§ **Given request**: Please copy the material below with every "evaluation benchmark" changed to "test set" and nothing else altered.

§ **Extracted records**:
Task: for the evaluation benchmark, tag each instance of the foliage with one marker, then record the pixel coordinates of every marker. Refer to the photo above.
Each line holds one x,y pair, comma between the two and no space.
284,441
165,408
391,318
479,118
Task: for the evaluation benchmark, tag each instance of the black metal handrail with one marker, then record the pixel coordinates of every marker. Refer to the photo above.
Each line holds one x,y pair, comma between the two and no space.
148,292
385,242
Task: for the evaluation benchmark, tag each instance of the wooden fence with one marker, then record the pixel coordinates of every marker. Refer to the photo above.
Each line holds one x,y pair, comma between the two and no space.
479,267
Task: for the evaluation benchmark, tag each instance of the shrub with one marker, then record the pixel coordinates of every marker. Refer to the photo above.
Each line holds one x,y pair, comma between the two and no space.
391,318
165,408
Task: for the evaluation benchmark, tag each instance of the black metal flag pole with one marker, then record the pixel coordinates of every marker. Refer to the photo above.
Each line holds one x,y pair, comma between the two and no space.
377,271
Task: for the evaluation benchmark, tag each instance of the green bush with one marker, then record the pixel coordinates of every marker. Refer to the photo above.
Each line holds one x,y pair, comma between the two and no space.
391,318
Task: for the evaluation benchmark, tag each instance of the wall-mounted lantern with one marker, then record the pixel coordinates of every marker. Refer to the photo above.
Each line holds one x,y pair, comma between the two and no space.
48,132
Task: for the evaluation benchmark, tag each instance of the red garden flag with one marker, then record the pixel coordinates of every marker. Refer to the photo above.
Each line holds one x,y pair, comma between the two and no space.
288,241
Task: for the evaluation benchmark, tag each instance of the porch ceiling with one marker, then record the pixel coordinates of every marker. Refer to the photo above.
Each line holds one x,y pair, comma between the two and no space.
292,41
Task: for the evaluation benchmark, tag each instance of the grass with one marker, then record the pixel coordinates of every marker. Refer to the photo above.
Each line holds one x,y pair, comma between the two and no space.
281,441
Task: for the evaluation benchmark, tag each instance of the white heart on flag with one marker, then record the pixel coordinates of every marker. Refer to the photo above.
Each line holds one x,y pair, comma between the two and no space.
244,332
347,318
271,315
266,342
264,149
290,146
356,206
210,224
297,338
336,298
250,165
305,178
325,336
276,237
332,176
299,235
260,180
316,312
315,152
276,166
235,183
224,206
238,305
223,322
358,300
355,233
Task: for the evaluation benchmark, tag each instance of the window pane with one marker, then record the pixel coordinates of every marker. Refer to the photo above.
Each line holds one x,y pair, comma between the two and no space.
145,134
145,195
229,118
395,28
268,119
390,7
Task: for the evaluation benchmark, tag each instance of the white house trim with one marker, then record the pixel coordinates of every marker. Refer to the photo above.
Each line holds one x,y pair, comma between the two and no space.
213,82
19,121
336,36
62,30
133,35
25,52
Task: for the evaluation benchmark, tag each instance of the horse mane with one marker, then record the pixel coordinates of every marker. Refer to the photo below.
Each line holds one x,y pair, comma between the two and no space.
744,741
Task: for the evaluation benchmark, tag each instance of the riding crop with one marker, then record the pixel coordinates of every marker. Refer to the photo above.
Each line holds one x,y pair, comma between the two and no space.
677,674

§ **Problem solution**:
Task: for the test set, tag each instance of the foliage with one marker, then record the pixel coordinates of every marker. Refer to the photo above.
Each line holds one x,y pair, comma between the two and no space.
284,441
165,408
391,318
479,118
Task: for the test set, tag each instance of the black metal handrail with one marker, then record the pixel coordinates of every marker. Refer to the photo above.
Each line holds one x,y pair, comma between the two and no space.
148,292
385,242
Task: for the test set, tag each instance of the wooden fence with one marker, then record the pixel coordinates of every marker. Refer to the photo above.
Each line holds one x,y pair, comma between the two and no space.
479,267
Task: for the test set, tag each instance of the shrub with one marker, then record the pixel coordinates of every marker. Refer to the photo above.
Each line holds one x,y pair, comma between the two and no space.
391,318
165,408
Task: for the test set, tag each instance of the black metal flag pole with one marker, then record the pixel coordinates of every marker. Refer to the photo above.
Each line holds one x,y pair, comma between the two and no space.
377,271
Task: for the test set, tag each instance of the green bush with one marker, then record the pixel coordinates of every marker. Refer to the photo above.
Each line holds one x,y pair, comma between the two and no space.
391,318
Task: for the test set, tag each instance of the wall-mounted lantern with one marker, then record the pixel coordinates of every marker. Refer to the photo above.
Each line holds one x,y pair, comma between the two and no space.
48,132
Task: for the test set, tag each instance of the red garden flag with one marker, then record the pixel coordinates of every marker. Refer to the photo above.
Each line holds one x,y pair, comma between the two and no space.
288,241
Task: for the test set, tag each instance of the porch ceiling with one marker, then record the pixel coordinates of every marker. Refer to the photo above.
Each line holds one x,y pair, comma between the two and no space.
292,41
Task: for the test set, tag each instance of the grass with one marker, then record the pixel coordinates of every marker. Refer to the photo above.
Each line holds one x,y pair, comma between the two and no space.
281,441
Task: for the test set, tag each instance of the white heart on flag with one marker, then record the pixel coordinates of every marker. Refer to the photo above.
Each line holds one x,y pair, comma between the two and no space.
244,332
347,318
271,315
266,342
264,149
290,146
356,206
210,224
297,338
336,298
250,165
305,178
325,336
276,237
332,176
299,235
260,180
316,312
315,152
276,166
235,183
224,206
238,305
223,322
358,300
355,233
Task: for the test set, tag each instance of the window pane with one marker, then record the pixel coordinates of every marker. Refer to the photo above.
Each line holds one x,y pair, comma between the two and no space.
145,134
145,195
229,118
395,28
268,119
390,7
Task: for the test set, tag each instance of the white house trim with one marker, then record the pixel coordinates of every marker. Refer to the photo above.
Each line holds one x,y pair, comma between the two and no space.
213,82
19,121
336,36
62,30
133,35
25,52
Task: for the test set, tag each instance of the horse mane with one marker, then record the pixel coordinates of every marker. Refer to the photo below.
Each line holds one x,y pair, comma between the two and no space.
744,741
Task: for the test set, tag each instance of the riding crop with one marker, then record the pixel coordinates of every marker. Refer to the photo above.
Each line holds one x,y pair, comma between the two and no space.
677,674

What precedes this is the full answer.